__Exercise goal__. Exactly reproduce the lines that follow.

______

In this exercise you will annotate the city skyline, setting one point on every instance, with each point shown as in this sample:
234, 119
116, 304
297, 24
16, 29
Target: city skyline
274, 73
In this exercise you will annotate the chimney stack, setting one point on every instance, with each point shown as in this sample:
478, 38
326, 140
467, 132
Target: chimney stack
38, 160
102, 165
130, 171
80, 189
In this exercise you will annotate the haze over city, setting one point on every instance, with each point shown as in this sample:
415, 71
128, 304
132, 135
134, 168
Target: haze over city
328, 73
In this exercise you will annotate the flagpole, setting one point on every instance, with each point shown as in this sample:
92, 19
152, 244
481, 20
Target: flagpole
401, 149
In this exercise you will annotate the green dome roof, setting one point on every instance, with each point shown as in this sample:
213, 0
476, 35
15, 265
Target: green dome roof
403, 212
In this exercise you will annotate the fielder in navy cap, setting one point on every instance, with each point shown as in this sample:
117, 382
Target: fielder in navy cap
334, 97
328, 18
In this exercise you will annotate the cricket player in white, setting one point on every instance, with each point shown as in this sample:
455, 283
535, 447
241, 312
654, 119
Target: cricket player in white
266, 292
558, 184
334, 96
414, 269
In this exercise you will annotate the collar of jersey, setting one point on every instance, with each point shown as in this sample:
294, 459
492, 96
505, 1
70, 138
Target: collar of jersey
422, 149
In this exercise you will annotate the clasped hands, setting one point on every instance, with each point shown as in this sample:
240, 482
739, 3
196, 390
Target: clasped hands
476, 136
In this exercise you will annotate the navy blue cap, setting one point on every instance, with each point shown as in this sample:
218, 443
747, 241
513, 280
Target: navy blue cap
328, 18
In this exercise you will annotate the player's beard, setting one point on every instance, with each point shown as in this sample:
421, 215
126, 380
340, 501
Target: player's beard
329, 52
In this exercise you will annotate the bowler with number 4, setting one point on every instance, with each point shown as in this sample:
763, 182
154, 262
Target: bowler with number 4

______

__Exercise answer__.
In this exercise you will annotate the city skyline, setting one point on every instance, with each point shown as in this sample:
234, 119
116, 304
297, 24
16, 29
Target: city skyline
274, 73
In this exercise you will annotate the chimney stack, setting one point on every instance, with each point shown as in this sample:
478, 38
326, 140
467, 132
Target: chimney stack
38, 160
102, 165
130, 171
80, 189
In this exercise you will annotate the haze over city, setting one point on every instance, with each point shown as in this sample:
415, 71
128, 304
132, 135
134, 168
Target: haze over city
328, 73
In this exercise you will annotate the flagpole, setting one point on every instance, with each point shown as in this sample:
92, 19
152, 244
481, 20
Target: flagpole
401, 149
In this exercise you will annotate the green dome roof, setting one point on every instance, with each point shown as in this sample:
213, 0
476, 35
15, 265
Target: green dome roof
403, 212
In this exercise you will annotate the fielder in navy cap, setting one point on every instance, with each point shown as in this sample:
117, 382
Target: fielder in navy cap
334, 97
328, 18
In this exercise you will annotate the cricket player in white, setting one point on every instance, with each point shown as in this sample:
455, 283
535, 447
241, 312
654, 119
Target: cricket player in white
266, 292
558, 184
334, 96
414, 269
In this exercise you will annotate the collar of jersey, setting one point on every instance, with each point shown as in this sample:
294, 459
492, 96
505, 1
70, 138
Target: collar of jersey
422, 149
In this exercise you will annotate the clasped hands, setting one point on every instance, with each point shown as in this sample:
240, 482
739, 3
196, 390
Target: clasped hands
476, 136
In this exercise you will annotate the navy blue cap, setting one point on every instance, with each point shown as in this sample:
218, 443
747, 241
513, 280
Target: navy blue cap
328, 18
In this exercise you will annotate the player's beard, setting one point on every instance, with each point shown as in this sample:
421, 215
126, 380
340, 501
Target: player's beard
329, 52
In this exercise you will annotate the bowler with number 4, setting one point on every instance, with each point shown as in this sample:
763, 182
154, 262
Target: bowler with number 4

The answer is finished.